WHAT YOU ARE ASKED TO DO –
All entries should be printed precisely as written.

::::::

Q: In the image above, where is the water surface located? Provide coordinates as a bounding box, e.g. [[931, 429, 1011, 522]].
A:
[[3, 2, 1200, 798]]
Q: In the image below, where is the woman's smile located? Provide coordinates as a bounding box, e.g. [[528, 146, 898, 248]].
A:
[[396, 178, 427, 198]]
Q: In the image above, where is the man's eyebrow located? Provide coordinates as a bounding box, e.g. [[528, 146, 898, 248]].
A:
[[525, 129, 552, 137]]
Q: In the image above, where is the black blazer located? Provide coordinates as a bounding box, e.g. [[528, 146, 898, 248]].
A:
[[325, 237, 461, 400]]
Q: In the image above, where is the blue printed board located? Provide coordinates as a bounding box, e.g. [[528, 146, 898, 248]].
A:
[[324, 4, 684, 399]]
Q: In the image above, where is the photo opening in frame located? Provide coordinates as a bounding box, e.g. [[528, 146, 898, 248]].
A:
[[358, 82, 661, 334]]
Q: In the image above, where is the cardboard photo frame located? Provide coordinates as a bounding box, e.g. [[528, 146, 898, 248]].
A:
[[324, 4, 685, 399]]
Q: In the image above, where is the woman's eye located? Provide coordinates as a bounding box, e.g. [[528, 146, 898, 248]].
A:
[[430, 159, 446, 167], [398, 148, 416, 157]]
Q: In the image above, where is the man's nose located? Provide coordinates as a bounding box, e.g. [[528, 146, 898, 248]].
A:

::::::

RESULT FOR THIS TASK –
Q: In the image above, where is the water surface located? Provide coordinates as a bounding box, e.g. [[931, 429, 1011, 522]].
A:
[[3, 2, 1200, 798]]
Q: In the image below, where is the woman's smile located? Provide coordinates as a bounding box, e.g. [[528, 146, 898, 248]].
A:
[[396, 178, 427, 198]]
Q: In the image above, where is the man's eyebrow located? Provide coordinates as a bounding box, e.g. [[528, 146, 898, 248]].
A:
[[525, 129, 552, 137]]
Q: In the image above, where is the black blazer located? Provide coordinates as a bounding box, e.g. [[528, 146, 898, 248]].
A:
[[325, 237, 461, 400]]
Q: In the image above, where is the blue printed board located? Provide coordinates as a bounding box, e.g. [[528, 146, 898, 248]].
A:
[[324, 4, 684, 399]]
Q: In the image above, where is the photo opening in frame located? Provide coordinates as a bounding box, e.g. [[528, 146, 898, 248]].
A:
[[358, 82, 661, 334]]
Q: In the image above, where is the cardboard photo frame located? Provide coordinates as a bounding box, e.g. [[528, 146, 898, 248]].
A:
[[324, 4, 685, 399]]
Q: In the image above, where is the woman's eye located? Provide coordinates as a bounding box, e.g. [[528, 146, 898, 248]].
A:
[[430, 159, 446, 167], [398, 148, 416, 157]]
Q: In the image above, where is the man's nose located? Provide coordinates as a bounding box, e.g. [[528, 146, 898, 248]].
A:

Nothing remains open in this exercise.